[START Text segment]

Best Practices Guide for Perimeter Security Applications

Where to start

The basic concept of designing an environmental protection application involves creating a virtual line that separates the outdoor areas from the indoor areas. In most cases, the moment a target crosses the virtual line from an external area to an internal area is considered an intrusion. However, in some cases it is also necessary to detect targets entering the virtual line or moving within a predefined internal area.

To determine design parameters such as camera placement and height, lenses and distances, several calculations are required to ensure that the following conditions are met:

There must be sufficient coverage along the virtual line to eliminate any "dead zones" where a potential target is not completely covered by the security camera's field of view.
Target size verification must meet the performance criteria required by the video analysis of a particular camera, from the closest to the farthest points covered by each of the cameras along the fence line.

Various tradeoffs apply between target size and scope. In general, expanding the camera's coverage results in smaller targets in the field of view. Therefore, the best way to start is with the application requirements:

• Does the app require detection or recognition? Does it have to distinguish between people and vehicles?

• What are the important alarm scenarios? Should an alert be triggered when a target crosses or approaches the virtual line?

• Do I prefer performance over costs? The probability of detection increases as more cameras are used, allowing for overlapping coverage. On the other hand, it is often possible to use fewer cameras and still guarantee high performance.

[END Text segment]

Set problem 1
In the records below, swap every "drill" for "exercise" and leave everything else unchanged. Leave out the pictures.

[START Data lines]

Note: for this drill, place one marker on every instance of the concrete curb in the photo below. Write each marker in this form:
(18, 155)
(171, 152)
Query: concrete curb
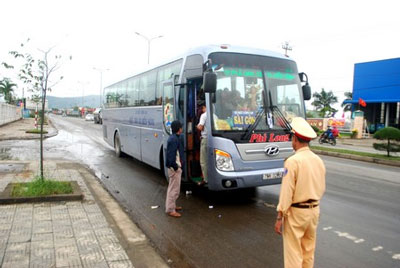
(359, 158)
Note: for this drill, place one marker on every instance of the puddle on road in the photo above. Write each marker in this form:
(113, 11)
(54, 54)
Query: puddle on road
(5, 154)
(63, 146)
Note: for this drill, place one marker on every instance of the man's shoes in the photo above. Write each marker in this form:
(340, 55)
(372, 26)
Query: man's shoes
(174, 214)
(201, 183)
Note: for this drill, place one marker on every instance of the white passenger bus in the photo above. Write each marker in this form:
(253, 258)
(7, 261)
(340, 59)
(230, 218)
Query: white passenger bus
(252, 95)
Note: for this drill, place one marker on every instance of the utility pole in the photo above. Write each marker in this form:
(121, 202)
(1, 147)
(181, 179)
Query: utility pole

[END Data lines]

Set problem 2
Repeat the passage of the perimeter security guide between "The basic concept" and "predefined internal area.", inclusive.

Task response 1
Note: for this exercise, place one marker on every instance of the concrete curb in the photo below. Write each marker in this form:
(18, 155)
(171, 152)
Query: concrete curb
(359, 158)
Note: for this exercise, place one marker on every instance of the puddle on road in the photo above. Write each marker in this form:
(113, 11)
(54, 54)
Query: puddle on road
(5, 154)
(63, 146)
Note: for this exercise, place one marker on every instance of the man's shoes in the photo above. Write each marker in this form:
(340, 55)
(372, 26)
Query: man's shoes
(174, 214)
(201, 183)
Note: for this exercise, place one marker on every instance of the white passenger bus in the photo above. Write each marker in this form:
(253, 258)
(7, 261)
(340, 59)
(230, 218)
Query: white passenger bus
(252, 95)
Note: for this exercise, place one marker on every instance of the utility pole in the photo above. Write each marker in this form:
(121, 202)
(1, 147)
(181, 179)
Query: utility pole

Task response 2
The basic concept of designing an environmental protection application involves creating a virtual line that separates the outdoor areas from the indoor areas. In most cases, the moment a target crosses the virtual line from an external area to an internal area is considered an intrusion. However, in some cases it is also necessary to detect targets entering the virtual line or moving within a predefined internal area.